═════ Texto apresentado ═════

O “oásis” e os “casos pontuais”

Somos uma sociedade racista como as outras, mas que o nega mais veementemente que a maioria e na qual se acusa de “incitação à violência” quem denuncia a própria violência racial.

Há anos que voltámos à velha tendência de, perante o tumulto do resto do mundo, nos imaginarmos um oásis de decência e de céu azul no meio da tormenta do avanço do racismo e do nacional-populismo por essa Europa, esse mundo, fora. É 1940 outra vez. Este discurso, que julga que, quando vips escolhem Portugal para viver, se confirma que somos os campeões da “doçura de costumes”, e que sintoniza com as velhas convicções lusotropicalistas do país-exceção que não é e nunca foi racista e cujo colonialismo nem bem colonial teria sido, não é simplesmente uma manifestação de autocondescendência. Ele opera como uma pesada laje censória que se abate sobre toda a chamada à realidade todas as vezes que a evidência da discriminação e da violência racial nega o oásis.

═════ Entradas ═════

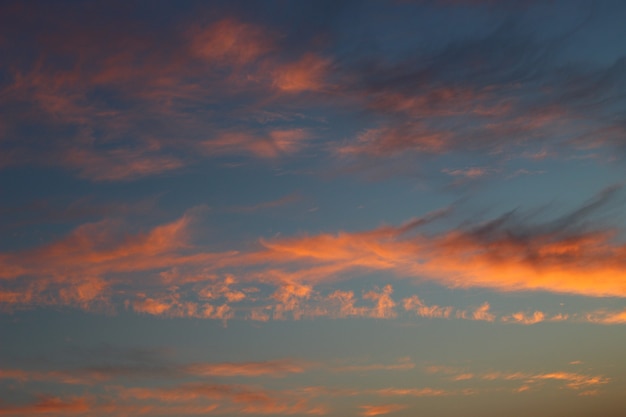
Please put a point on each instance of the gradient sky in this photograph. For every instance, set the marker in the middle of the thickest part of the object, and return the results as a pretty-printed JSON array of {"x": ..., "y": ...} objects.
[{"x": 333, "y": 208}]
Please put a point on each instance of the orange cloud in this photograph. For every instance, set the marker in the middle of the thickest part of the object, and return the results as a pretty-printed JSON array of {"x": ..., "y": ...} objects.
[
  {"x": 48, "y": 405},
  {"x": 414, "y": 303},
  {"x": 488, "y": 256},
  {"x": 306, "y": 74},
  {"x": 571, "y": 380},
  {"x": 607, "y": 317}
]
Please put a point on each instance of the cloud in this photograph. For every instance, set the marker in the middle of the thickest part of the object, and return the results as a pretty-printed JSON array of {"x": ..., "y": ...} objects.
[
  {"x": 272, "y": 145},
  {"x": 49, "y": 405},
  {"x": 505, "y": 254},
  {"x": 306, "y": 74},
  {"x": 231, "y": 42},
  {"x": 607, "y": 317}
]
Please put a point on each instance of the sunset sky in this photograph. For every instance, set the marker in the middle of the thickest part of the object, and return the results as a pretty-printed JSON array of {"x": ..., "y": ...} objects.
[{"x": 313, "y": 208}]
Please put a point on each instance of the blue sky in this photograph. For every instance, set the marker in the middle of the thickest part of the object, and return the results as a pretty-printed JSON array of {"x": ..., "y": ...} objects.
[{"x": 312, "y": 208}]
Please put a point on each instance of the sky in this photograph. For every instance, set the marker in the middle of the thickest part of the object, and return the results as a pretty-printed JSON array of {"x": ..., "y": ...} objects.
[{"x": 313, "y": 208}]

═════

Exercícios propostos:
a) Indica se cada afirmação está de acordo com o texto sobre o racismo em Portugal, respondendo sim ou não e citando as palavras do texto que o decidem.
(i) A sociedade descrita nega o racismo menos veementemente do que a maioria.
(ii) O discurso do oásis não é simplesmente uma manifestação de autocondescendência.
(iii) A tendência de nos imaginarmos um oásis é uma novidade.
b) Prolonga, por favor, o texto sobre o racismo em Portugal a partir do ponto em que termina.

Respostas numeradas:
a)
(i) Não: “mas que o nega mais veementemente que a maioria”.
(ii) Sim: “não é simplesmente uma manifestação de autocondescendência”.
(iii) Não: “voltámos à velha tendência”.

b)
Por coincidência ou não, na segunda-feira passada, um dia antes de vermos as imagens da enésima cena de violência indiscriminada praticada por polícias em bairros onde se guetizam minorias (negros, como no caso do Jamaica, no Seixal, ou ciganos), a secretária de Estado para a Cidadania e a Igualdade dizia à Lusa que "os próprios cidadãos e cidadãs têm de ser mais inquietos e solidários com as vítimas no sentido de desconstruir muitas narrativas que ainda existem e que culpabilizam as próprias vítimas". A secretária não falava das vítimas da violência racial – mas podia. Ela reagia, e de forma correta, ao relatório de um grupo de peritos do Conselho da Europa que, avaliando o caso português, elogia os "progressos significativos" contra a violência contra mulheres, mas que, exatamente como acontece com a violência racista, denuncia a muito baixa taxa de condenações, o que propicia uma evidente falta de confiança das vítimas na Justiça, o que leva que grande parte delas não denunciem as agressões a que são sujeitas por receio a que estas fiquem impunes e que paguem um preço suplementar por denunciarem.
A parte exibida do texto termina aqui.